Input
● ● ● ●

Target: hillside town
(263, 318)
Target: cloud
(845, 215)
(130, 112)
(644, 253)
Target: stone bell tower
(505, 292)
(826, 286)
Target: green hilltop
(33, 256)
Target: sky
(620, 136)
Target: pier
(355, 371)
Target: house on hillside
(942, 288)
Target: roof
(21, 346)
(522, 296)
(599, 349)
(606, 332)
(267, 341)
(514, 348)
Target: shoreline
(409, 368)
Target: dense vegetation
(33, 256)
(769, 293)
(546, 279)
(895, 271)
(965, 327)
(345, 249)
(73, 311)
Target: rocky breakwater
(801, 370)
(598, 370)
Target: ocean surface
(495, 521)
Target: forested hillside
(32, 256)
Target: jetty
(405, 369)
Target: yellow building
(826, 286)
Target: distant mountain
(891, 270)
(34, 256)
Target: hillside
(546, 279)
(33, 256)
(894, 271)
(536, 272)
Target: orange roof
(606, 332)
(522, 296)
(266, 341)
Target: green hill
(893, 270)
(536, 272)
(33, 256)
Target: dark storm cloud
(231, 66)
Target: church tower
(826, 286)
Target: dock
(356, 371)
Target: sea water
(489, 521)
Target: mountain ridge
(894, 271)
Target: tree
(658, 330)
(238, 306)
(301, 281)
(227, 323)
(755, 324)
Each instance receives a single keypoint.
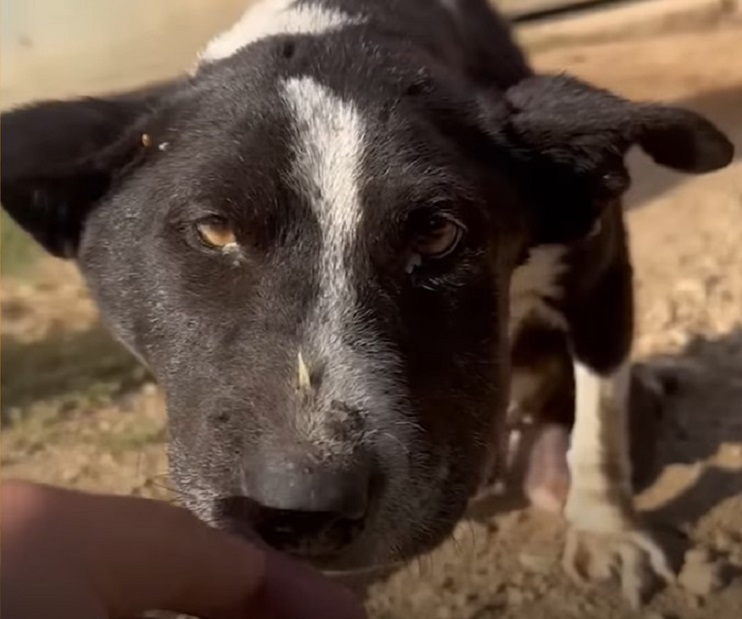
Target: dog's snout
(309, 510)
(307, 489)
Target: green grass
(18, 251)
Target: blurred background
(77, 410)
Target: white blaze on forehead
(275, 17)
(329, 143)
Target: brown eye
(436, 237)
(216, 232)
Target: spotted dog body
(355, 232)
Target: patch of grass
(66, 371)
(18, 251)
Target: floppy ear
(59, 158)
(567, 142)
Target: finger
(138, 554)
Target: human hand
(68, 554)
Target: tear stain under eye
(414, 261)
(303, 379)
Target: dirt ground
(78, 411)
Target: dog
(357, 244)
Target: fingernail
(294, 591)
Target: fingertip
(295, 591)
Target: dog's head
(310, 244)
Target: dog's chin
(348, 560)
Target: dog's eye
(216, 232)
(436, 237)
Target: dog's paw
(630, 553)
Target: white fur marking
(532, 283)
(598, 456)
(329, 145)
(274, 17)
(329, 149)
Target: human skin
(69, 554)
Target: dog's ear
(59, 158)
(567, 142)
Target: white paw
(631, 553)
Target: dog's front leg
(606, 532)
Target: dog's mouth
(309, 536)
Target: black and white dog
(353, 244)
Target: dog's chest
(536, 293)
(536, 289)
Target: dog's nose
(309, 511)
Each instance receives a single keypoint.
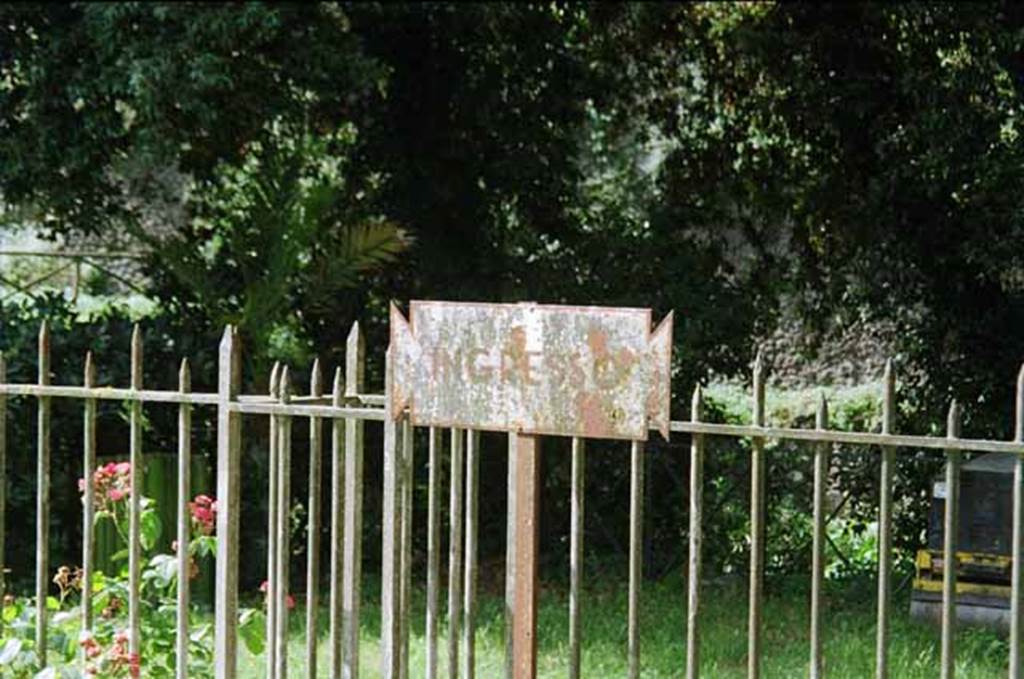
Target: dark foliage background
(291, 168)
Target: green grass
(849, 641)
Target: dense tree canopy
(291, 167)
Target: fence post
(1017, 573)
(636, 555)
(470, 555)
(3, 477)
(89, 500)
(184, 521)
(406, 563)
(337, 524)
(352, 561)
(757, 524)
(43, 496)
(391, 537)
(284, 526)
(527, 473)
(577, 497)
(696, 541)
(312, 549)
(228, 472)
(135, 500)
(885, 524)
(270, 596)
(510, 543)
(950, 527)
(817, 557)
(433, 549)
(455, 550)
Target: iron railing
(346, 410)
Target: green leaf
(163, 569)
(252, 628)
(10, 650)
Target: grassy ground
(849, 636)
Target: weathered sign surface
(573, 371)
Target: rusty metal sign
(572, 371)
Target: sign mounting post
(531, 370)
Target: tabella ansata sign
(572, 371)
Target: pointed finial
(821, 418)
(136, 357)
(338, 387)
(316, 380)
(1019, 415)
(888, 397)
(759, 389)
(285, 386)
(184, 376)
(354, 364)
(227, 338)
(953, 420)
(274, 379)
(90, 371)
(696, 402)
(44, 352)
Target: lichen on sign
(573, 371)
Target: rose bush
(74, 653)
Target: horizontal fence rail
(341, 417)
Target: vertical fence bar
(352, 558)
(950, 525)
(3, 480)
(696, 541)
(817, 557)
(636, 555)
(184, 526)
(757, 524)
(315, 519)
(135, 501)
(228, 497)
(510, 542)
(885, 524)
(527, 474)
(270, 596)
(89, 496)
(337, 526)
(472, 526)
(1017, 571)
(455, 556)
(433, 550)
(284, 526)
(42, 496)
(407, 544)
(576, 552)
(391, 536)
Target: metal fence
(345, 411)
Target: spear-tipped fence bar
(348, 411)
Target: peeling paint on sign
(573, 371)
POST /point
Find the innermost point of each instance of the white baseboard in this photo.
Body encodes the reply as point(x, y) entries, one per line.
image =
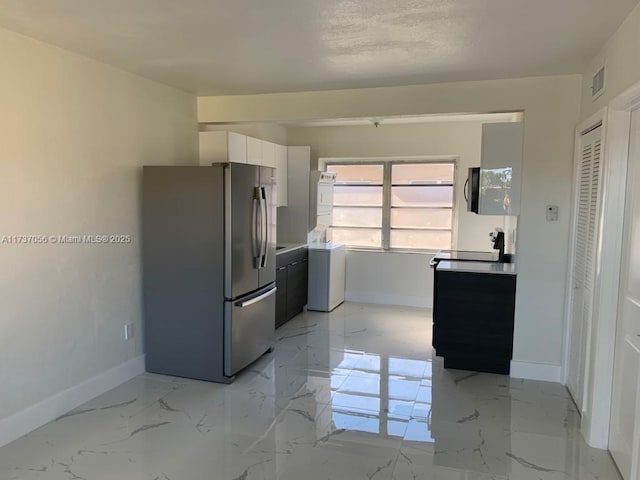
point(536, 371)
point(21, 423)
point(382, 299)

● ● ● ●

Your goal
Word for word, reproduce all of the entries above and omit the pictures.

Written solution
Target: hillside town
(263, 318)
Target: cloud
(845, 215)
(130, 112)
(644, 253)
Target: stone bell tower
(505, 292)
(826, 286)
Target: green hilltop
(33, 256)
Target: sky
(620, 136)
Target: pier
(355, 371)
Target: house on hillside
(942, 288)
Target: roof
(21, 346)
(522, 296)
(599, 349)
(606, 332)
(267, 341)
(514, 348)
Target: shoreline
(409, 368)
Target: dense vegetation
(33, 256)
(769, 293)
(546, 279)
(895, 271)
(965, 327)
(345, 249)
(73, 311)
Target: rocky breakwater
(801, 370)
(598, 370)
Target: ocean surface
(495, 521)
Target: forested hillside
(32, 256)
Target: jetty
(405, 369)
Target: yellow building
(826, 286)
Target: distant mountain
(891, 270)
(34, 256)
Target: hillside
(546, 279)
(33, 256)
(894, 271)
(536, 272)
Target: orange roof
(606, 332)
(522, 296)
(266, 341)
Target: green hill
(893, 270)
(536, 272)
(33, 256)
Target: dark storm cloud
(231, 66)
Target: church tower
(826, 286)
Target: dock
(356, 371)
Target: sea water
(489, 521)
Target: mountain ridge
(894, 271)
Target: tree
(658, 330)
(238, 306)
(301, 281)
(227, 323)
(755, 324)
Each instance receives a single keypoint.
Target: dog's snout
(309, 510)
(307, 489)
Target: green grass
(18, 251)
Target: blurred background
(77, 410)
Target: white blaze on forehead
(275, 17)
(329, 143)
Target: brown eye
(436, 237)
(216, 232)
Target: spotted dog body
(355, 232)
Target: patch of grass
(66, 371)
(18, 251)
Target: floppy ear
(59, 158)
(567, 142)
Target: finger
(138, 554)
Target: human hand
(68, 554)
Target: tear stain under eye
(414, 261)
(303, 379)
Target: dirt ground
(78, 411)
Target: dog
(357, 244)
Target: fingernail
(294, 591)
Target: fingertip
(295, 591)
Target: dog's head
(310, 244)
Target: dog's chin
(348, 560)
Target: dog's eye
(216, 232)
(436, 237)
Target: dog's paw
(630, 553)
Target: white fur marking
(532, 283)
(598, 456)
(329, 145)
(274, 17)
(329, 149)
Target: human skin
(69, 554)
Target: dog's ear
(59, 158)
(567, 142)
Target: white paw
(631, 553)
Target: dog's front leg
(606, 532)
Target: dog's mouth
(309, 536)
Target: black and white dog
(353, 244)
Target: dog's chest
(536, 293)
(536, 289)
Target: dog's nose
(309, 511)
Each instance receives a single keypoint.
Target: dark foliage background
(291, 168)
Target: green grass
(849, 641)
Target: dense tree canopy
(291, 167)
Target: fence post
(1017, 573)
(636, 555)
(470, 555)
(3, 477)
(89, 500)
(184, 521)
(406, 563)
(337, 524)
(352, 561)
(757, 524)
(43, 496)
(391, 537)
(284, 526)
(527, 473)
(577, 497)
(696, 541)
(312, 549)
(228, 472)
(135, 500)
(885, 524)
(270, 596)
(510, 543)
(950, 527)
(817, 557)
(433, 549)
(455, 550)
Target: iron railing
(346, 410)
Target: green leaf
(163, 569)
(252, 628)
(10, 650)
Target: grassy ground
(849, 636)
Target: weathered sign surface
(573, 371)
Target: rusty metal sign
(572, 371)
Target: sign mounting post
(531, 370)
Target: tabella ansata sign
(572, 371)
Target: pointed finial
(821, 418)
(136, 357)
(338, 387)
(316, 380)
(1019, 415)
(888, 397)
(759, 389)
(285, 386)
(184, 376)
(354, 364)
(227, 338)
(953, 420)
(274, 379)
(90, 371)
(696, 402)
(44, 352)
Target: lichen on sign
(573, 371)
Target: rose bush
(74, 653)
Target: horizontal fence rail
(341, 417)
Target: vertical fence bar
(352, 558)
(950, 525)
(3, 480)
(696, 541)
(817, 557)
(636, 555)
(184, 526)
(757, 524)
(315, 519)
(135, 501)
(228, 497)
(510, 542)
(885, 524)
(527, 474)
(270, 596)
(89, 496)
(337, 526)
(472, 526)
(1017, 571)
(455, 556)
(433, 550)
(284, 526)
(42, 496)
(407, 544)
(576, 552)
(391, 536)
Target: metal fence
(345, 411)
Target: spear-tipped fence bar
(348, 411)
Target: peeling paint on sign
(573, 371)
POST /point
Find the innermost point of each instance of the white baseboard in this photo.
Body encodes the reply as point(x, y) entries, one per line.
image =
point(536, 371)
point(21, 423)
point(382, 299)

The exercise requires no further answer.